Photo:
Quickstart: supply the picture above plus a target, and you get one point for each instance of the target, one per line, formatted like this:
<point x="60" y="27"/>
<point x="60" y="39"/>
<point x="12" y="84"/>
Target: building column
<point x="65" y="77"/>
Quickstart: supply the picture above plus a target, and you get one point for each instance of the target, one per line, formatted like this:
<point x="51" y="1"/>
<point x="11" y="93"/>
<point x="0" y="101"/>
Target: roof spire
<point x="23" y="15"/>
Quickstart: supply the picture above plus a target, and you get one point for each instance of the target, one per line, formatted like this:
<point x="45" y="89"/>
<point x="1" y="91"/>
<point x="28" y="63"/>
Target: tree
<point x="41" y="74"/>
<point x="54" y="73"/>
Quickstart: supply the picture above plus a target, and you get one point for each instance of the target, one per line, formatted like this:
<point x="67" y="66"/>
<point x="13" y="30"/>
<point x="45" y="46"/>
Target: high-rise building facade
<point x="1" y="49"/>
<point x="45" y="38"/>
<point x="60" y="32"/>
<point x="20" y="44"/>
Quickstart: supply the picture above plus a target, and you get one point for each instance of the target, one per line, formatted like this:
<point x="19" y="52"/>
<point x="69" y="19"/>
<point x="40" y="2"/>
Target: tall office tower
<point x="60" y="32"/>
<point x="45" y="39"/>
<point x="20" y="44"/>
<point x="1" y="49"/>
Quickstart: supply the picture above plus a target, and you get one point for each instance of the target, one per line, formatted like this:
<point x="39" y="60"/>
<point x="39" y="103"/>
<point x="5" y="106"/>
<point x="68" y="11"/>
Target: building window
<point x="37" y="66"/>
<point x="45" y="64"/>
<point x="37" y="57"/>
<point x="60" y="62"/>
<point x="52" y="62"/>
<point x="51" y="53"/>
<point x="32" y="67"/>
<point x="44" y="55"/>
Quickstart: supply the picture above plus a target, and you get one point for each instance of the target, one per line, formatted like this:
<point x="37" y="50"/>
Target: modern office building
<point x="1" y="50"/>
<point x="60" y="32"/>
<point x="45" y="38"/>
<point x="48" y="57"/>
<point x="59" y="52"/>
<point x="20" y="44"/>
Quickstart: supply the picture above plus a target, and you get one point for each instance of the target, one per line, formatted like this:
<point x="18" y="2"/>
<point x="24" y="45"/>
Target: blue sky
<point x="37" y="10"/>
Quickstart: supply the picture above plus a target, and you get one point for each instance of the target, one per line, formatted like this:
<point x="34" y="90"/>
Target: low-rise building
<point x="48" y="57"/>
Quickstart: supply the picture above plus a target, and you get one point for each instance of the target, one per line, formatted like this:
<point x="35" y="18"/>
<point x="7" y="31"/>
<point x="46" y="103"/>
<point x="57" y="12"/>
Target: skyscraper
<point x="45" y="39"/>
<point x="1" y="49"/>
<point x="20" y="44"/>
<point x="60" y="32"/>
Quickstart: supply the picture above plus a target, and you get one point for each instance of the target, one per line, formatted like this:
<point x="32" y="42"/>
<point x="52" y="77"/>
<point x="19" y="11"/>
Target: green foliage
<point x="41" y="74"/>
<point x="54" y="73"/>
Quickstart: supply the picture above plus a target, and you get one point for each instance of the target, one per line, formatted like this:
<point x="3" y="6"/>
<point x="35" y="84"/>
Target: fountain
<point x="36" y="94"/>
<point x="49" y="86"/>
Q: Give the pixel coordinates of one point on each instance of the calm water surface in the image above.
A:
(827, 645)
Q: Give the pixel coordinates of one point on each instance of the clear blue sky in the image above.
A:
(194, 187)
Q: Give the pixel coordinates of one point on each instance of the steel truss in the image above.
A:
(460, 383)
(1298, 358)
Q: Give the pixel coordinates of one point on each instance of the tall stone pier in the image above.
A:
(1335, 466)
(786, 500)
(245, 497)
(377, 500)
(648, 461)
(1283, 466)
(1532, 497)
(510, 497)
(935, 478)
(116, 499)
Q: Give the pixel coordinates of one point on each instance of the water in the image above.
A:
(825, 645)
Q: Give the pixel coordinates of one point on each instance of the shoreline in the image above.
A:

━━━━━━━━━━

* **WHAT YOU SHOULD DO**: Can you give the rows, starting with the line that contains "water in the image above." and going on through the end of the rows, as a Markdown table with the columns Number and Line? Leave out any blank lines.

* **CORRECT RESULT**:
| Number | Line |
|---|---|
| 1 | Q: Give the pixel coordinates of one point on each instance of the water in the image above. |
| 2 | A: |
| 3 | (825, 645) |
| 4 | Q: Give the pixel coordinates of one point on each instance of the shoreline in the image above. |
| 5 | A: |